→ EXERCISE REQUIREMENTS: Copy the listing below with every occurrence of "marker" swapped for "pin", leaving everything else as is.

→ WORKING DATA:
[Begin]

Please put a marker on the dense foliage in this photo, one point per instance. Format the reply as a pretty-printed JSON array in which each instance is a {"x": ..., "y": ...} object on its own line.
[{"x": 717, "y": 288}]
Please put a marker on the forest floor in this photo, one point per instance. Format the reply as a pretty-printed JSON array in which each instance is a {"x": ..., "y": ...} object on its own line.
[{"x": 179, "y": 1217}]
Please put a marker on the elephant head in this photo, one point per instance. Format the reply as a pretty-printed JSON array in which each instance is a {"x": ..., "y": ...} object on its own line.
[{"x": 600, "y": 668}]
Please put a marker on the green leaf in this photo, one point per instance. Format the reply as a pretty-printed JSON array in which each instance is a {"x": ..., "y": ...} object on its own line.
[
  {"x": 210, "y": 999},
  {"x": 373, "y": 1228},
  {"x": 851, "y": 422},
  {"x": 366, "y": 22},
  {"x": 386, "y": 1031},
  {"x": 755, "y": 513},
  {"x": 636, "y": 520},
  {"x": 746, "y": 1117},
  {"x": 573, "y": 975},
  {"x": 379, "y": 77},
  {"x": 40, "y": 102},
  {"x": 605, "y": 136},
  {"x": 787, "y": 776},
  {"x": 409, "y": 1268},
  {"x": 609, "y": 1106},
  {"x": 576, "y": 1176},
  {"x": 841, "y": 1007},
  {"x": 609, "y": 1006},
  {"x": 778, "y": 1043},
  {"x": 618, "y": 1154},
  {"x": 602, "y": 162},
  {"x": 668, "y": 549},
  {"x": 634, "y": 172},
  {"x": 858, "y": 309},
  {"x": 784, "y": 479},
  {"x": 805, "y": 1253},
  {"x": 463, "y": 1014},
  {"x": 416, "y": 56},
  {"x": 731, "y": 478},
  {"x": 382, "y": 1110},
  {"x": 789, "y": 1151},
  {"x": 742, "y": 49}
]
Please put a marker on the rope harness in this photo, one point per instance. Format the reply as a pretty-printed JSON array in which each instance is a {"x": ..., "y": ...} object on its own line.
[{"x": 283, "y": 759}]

[End]

→ WRITTEN SOLUTION:
Please put a pin on the dense foliage in this photo, one point per instance. Format the reply as a pretty-printed JSON array in which each instance is a {"x": ..., "y": ...} object on its own line.
[{"x": 717, "y": 288}]
Please put a pin on the forest floor in this photo, one point per instance. Format the reply as a pretty-printed JSON array in which each instance is a {"x": ..., "y": ...} object on its own line.
[{"x": 179, "y": 1217}]
Please put a pin on the elephant head in this photo, one point per instance. Format the reply as a pretty-printed JSON array in which each instance is a {"x": ..., "y": ...} object on its own line.
[{"x": 600, "y": 668}]
Please put a pin on the green leaf in this photo, one point per instance. Format the reply as a pretty-printed JSON array in which each instance is a {"x": ..., "y": ...} object on its own line.
[
  {"x": 210, "y": 999},
  {"x": 373, "y": 1228},
  {"x": 851, "y": 422},
  {"x": 366, "y": 22},
  {"x": 386, "y": 1031},
  {"x": 755, "y": 513},
  {"x": 636, "y": 520},
  {"x": 746, "y": 1117},
  {"x": 573, "y": 975},
  {"x": 379, "y": 77},
  {"x": 40, "y": 102},
  {"x": 605, "y": 136},
  {"x": 787, "y": 776},
  {"x": 409, "y": 1268},
  {"x": 609, "y": 1106},
  {"x": 576, "y": 1176},
  {"x": 841, "y": 1007},
  {"x": 609, "y": 1006},
  {"x": 778, "y": 1043},
  {"x": 618, "y": 1154},
  {"x": 602, "y": 162},
  {"x": 668, "y": 549},
  {"x": 634, "y": 172},
  {"x": 858, "y": 309},
  {"x": 784, "y": 479},
  {"x": 805, "y": 1253},
  {"x": 463, "y": 1014},
  {"x": 416, "y": 56},
  {"x": 731, "y": 478},
  {"x": 382, "y": 1110},
  {"x": 789, "y": 1151},
  {"x": 742, "y": 49}
]
Please put a pin on the rope harness in this photo, one point per instance. Format the reply as a pretty-printed JSON array in which each instance is a {"x": ..., "y": ...} object on its own line.
[{"x": 283, "y": 759}]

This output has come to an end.